WHAT TO DO
Turn the lines below into a numbered list, skipping any blank lines.

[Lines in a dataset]

··········

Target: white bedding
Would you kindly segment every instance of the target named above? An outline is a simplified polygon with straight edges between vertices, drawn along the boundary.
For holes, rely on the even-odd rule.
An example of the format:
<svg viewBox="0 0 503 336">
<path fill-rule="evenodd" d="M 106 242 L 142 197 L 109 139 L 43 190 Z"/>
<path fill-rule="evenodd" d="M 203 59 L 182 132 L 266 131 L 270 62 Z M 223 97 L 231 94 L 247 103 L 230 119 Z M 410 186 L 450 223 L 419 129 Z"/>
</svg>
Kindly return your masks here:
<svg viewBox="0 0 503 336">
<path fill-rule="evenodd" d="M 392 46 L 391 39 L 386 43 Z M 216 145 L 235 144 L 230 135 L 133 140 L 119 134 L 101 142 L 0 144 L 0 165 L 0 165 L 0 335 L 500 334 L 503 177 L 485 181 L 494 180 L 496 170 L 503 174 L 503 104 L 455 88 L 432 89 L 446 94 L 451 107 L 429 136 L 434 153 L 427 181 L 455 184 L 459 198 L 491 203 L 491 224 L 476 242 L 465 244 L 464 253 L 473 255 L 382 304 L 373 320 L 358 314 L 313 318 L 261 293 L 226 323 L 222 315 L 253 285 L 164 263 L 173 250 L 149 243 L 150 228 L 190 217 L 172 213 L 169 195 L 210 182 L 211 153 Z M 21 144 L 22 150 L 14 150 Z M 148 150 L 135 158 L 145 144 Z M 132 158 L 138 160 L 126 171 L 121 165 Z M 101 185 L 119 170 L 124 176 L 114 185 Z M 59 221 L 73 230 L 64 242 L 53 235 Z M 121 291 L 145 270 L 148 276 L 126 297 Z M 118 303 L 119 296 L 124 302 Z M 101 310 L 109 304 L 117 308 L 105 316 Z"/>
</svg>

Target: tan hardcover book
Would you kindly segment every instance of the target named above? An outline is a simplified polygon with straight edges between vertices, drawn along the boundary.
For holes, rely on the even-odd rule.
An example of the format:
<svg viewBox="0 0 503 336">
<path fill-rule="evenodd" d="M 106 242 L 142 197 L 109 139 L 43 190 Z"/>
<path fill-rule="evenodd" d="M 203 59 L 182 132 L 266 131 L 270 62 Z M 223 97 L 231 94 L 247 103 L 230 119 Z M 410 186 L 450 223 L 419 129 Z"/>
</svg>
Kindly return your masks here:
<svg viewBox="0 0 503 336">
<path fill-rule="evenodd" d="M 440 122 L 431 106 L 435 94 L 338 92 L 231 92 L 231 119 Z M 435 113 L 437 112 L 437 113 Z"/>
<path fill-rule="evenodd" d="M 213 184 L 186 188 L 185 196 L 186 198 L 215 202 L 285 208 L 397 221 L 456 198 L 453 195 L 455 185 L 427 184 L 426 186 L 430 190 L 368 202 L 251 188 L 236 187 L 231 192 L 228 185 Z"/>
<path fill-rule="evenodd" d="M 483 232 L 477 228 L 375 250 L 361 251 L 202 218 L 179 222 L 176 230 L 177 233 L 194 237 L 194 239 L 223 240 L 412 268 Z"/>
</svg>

··········

OUTPUT FOR THIS EXERCISE
1. Target: white bedding
2. Would you kindly segment every instance of the target named above? An outline is a simplified polygon with straight edges between vertices, drawn along the boundary.
3. For holes, rely on the even-odd rule.
4. An example of the format:
5. <svg viewBox="0 0 503 336">
6. <path fill-rule="evenodd" d="M 106 242 L 142 197 L 109 139 L 43 190 Z"/>
7. <path fill-rule="evenodd" d="M 203 59 L 182 132 L 266 131 L 270 62 Z M 223 97 L 231 94 L 247 103 L 230 119 Z M 410 186 L 450 223 L 419 129 Z"/>
8. </svg>
9. Kindly return your masks here:
10. <svg viewBox="0 0 503 336">
11. <path fill-rule="evenodd" d="M 392 46 L 391 39 L 386 43 Z M 216 145 L 235 144 L 230 135 L 133 140 L 119 134 L 101 142 L 0 144 L 0 165 L 0 165 L 0 335 L 500 334 L 503 177 L 485 181 L 494 180 L 496 170 L 503 174 L 503 104 L 455 88 L 432 89 L 446 94 L 451 107 L 429 136 L 434 153 L 427 181 L 455 184 L 459 198 L 491 203 L 491 224 L 476 242 L 465 244 L 464 253 L 473 255 L 382 304 L 373 320 L 358 314 L 313 318 L 261 293 L 226 323 L 222 315 L 253 285 L 164 263 L 173 250 L 149 243 L 150 228 L 190 217 L 172 213 L 169 195 L 210 182 L 211 153 Z M 21 144 L 22 150 L 14 150 Z M 148 150 L 135 158 L 145 144 Z M 132 158 L 138 160 L 126 171 L 121 165 Z M 101 185 L 119 170 L 124 176 L 114 185 Z M 59 221 L 73 230 L 64 242 L 53 235 Z M 121 291 L 145 270 L 148 276 L 126 297 Z M 118 303 L 119 296 L 124 302 Z M 101 310 L 109 304 L 117 308 L 105 316 Z"/>
12. </svg>
13. Target: tan hardcover book
14. Would you kindly segment every instance of the target named above? An outline is a simplified polygon with straight edges between vertices, drawn along the boundary.
15. For holes, rely on the even-odd rule.
16. An example of the format:
17. <svg viewBox="0 0 503 336">
18. <path fill-rule="evenodd" d="M 106 242 L 142 197 L 109 139 L 43 190 Z"/>
19. <path fill-rule="evenodd" d="M 203 59 L 182 132 L 266 131 L 270 62 Z M 223 97 L 231 94 L 247 103 L 230 119 Z M 410 186 L 450 223 L 419 129 Z"/>
20. </svg>
21. Kindly return your masks here:
22. <svg viewBox="0 0 503 336">
23. <path fill-rule="evenodd" d="M 440 122 L 431 106 L 435 94 L 338 92 L 231 92 L 231 119 Z M 435 113 L 437 112 L 437 113 Z"/>
24. <path fill-rule="evenodd" d="M 213 184 L 186 188 L 185 196 L 186 198 L 215 202 L 285 208 L 397 221 L 456 198 L 453 195 L 455 185 L 427 184 L 426 186 L 430 190 L 368 202 L 251 188 L 236 187 L 231 192 L 228 185 Z"/>
25. <path fill-rule="evenodd" d="M 483 232 L 477 228 L 375 250 L 361 251 L 202 218 L 179 222 L 176 230 L 177 233 L 194 237 L 194 239 L 223 240 L 412 268 Z"/>
26. </svg>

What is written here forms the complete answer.